Aim of the task: Which lines should be repeated? Exactly the one containing "Target: leaf surface" and every line after it through the end of the entries below.

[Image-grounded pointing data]

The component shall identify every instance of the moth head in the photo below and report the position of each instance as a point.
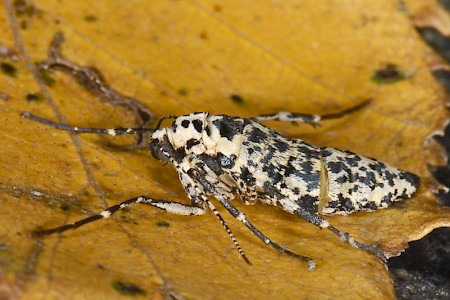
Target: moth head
(160, 146)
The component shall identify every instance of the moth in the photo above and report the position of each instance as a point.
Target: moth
(223, 157)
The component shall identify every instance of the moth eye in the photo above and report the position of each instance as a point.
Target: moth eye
(156, 150)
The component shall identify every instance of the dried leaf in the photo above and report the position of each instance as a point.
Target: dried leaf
(224, 57)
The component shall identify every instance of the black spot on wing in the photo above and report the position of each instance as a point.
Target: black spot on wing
(256, 135)
(228, 127)
(185, 123)
(198, 125)
(191, 143)
(213, 163)
(225, 161)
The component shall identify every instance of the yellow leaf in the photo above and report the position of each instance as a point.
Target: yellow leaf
(226, 57)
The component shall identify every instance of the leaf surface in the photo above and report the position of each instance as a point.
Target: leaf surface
(228, 58)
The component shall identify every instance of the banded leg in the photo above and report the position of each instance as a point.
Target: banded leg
(284, 116)
(344, 236)
(228, 230)
(108, 131)
(242, 218)
(172, 207)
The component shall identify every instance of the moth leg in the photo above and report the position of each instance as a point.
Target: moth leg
(285, 116)
(344, 236)
(169, 206)
(243, 219)
(108, 131)
(228, 230)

Result of this exercise:
Target: leaf surface
(228, 58)
The component shall identify every instance of the banded leg in the photo above and report the position of each instance as a point.
Target: banded leg
(284, 116)
(344, 236)
(228, 230)
(108, 131)
(242, 218)
(172, 207)
The component shall identify every instance of the moth leg in the photo above and report the position of each instance as a point.
Target: moth leg
(285, 116)
(344, 236)
(169, 206)
(243, 219)
(108, 131)
(228, 230)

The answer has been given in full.